━━━ The input ━━━

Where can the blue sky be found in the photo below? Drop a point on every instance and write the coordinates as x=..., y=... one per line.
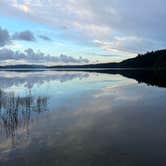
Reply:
x=79, y=31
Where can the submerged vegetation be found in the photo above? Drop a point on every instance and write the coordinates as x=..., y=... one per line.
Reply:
x=15, y=111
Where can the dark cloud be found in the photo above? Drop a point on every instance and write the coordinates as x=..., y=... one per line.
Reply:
x=4, y=37
x=45, y=37
x=31, y=56
x=25, y=35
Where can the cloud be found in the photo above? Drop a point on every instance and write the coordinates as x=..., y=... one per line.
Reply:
x=4, y=37
x=104, y=20
x=25, y=35
x=45, y=37
x=29, y=55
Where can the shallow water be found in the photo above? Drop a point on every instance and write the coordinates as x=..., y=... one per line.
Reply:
x=80, y=119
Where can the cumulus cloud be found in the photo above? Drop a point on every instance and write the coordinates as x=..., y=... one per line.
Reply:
x=25, y=35
x=29, y=55
x=44, y=37
x=4, y=37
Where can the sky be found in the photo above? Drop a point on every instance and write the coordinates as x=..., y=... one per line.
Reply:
x=53, y=32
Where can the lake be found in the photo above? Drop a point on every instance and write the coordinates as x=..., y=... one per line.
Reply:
x=81, y=118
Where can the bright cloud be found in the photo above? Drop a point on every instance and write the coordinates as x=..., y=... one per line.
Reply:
x=125, y=27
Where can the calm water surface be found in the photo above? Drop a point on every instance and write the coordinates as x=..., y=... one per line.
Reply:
x=58, y=118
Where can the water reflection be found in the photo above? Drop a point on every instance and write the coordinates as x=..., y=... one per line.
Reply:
x=15, y=111
x=93, y=119
x=150, y=77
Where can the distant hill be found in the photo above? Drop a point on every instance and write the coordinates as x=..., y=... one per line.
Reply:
x=154, y=60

━━━

* [Prompt]:
Pictures are excluded; copy all other data exactly as shown.

* [Solution to this exercise]:
Where can the blue sky be found in the photo below? Drop a point on every instance and write the coordinates as x=..., y=... one per line.
Reply:
x=79, y=31
Where can the submerged vegetation be found in the photo above? Drop a point on every instance and write the coordinates as x=..., y=... one per line.
Reply:
x=15, y=111
Where can the dark cloud be found in the photo above? Drop a point on every instance and write the coordinates as x=..., y=... one per line.
Reply:
x=4, y=37
x=45, y=37
x=31, y=56
x=25, y=35
Where can the cloud be found in the photo above? Drop a point on every instance and write the coordinates as x=..., y=... one per line.
Reply:
x=4, y=37
x=104, y=20
x=25, y=35
x=45, y=37
x=29, y=55
Where can the shallow water be found in the photo above? Drop a point on every instance and write the coordinates as x=..., y=... one per line.
Reply:
x=80, y=119
Where can the cumulus cloud be found in the photo above? Drop a point on every instance and write the coordinates as x=..., y=... one per line.
Reply:
x=25, y=35
x=29, y=55
x=44, y=37
x=4, y=37
Where can the sky be found in the photo above? Drop a point on every instance and write the coordinates as x=..., y=... one per line.
Reply:
x=53, y=32
Where can the lake be found in the photo above? Drop a point on every instance and write the coordinates as x=..., y=... one per line.
Reply:
x=81, y=118
Where can the bright cloud be found in the photo above? Drop a point on every instance and write the coordinates as x=..., y=... one per line.
Reply:
x=125, y=27
Where can the calm water surface be found in the photo above? Drop a point on every instance and write the coordinates as x=..., y=... one per line.
Reply:
x=58, y=118
Where can the water reflection be found in the photo above? Drop a point on every instance and write the coordinates as x=..., y=... one per line.
Reply:
x=15, y=111
x=93, y=119
x=150, y=77
Where can the distant hill be found in the photo above? Drop a point on every instance and write the coordinates as x=..., y=... one per line.
Reply:
x=154, y=60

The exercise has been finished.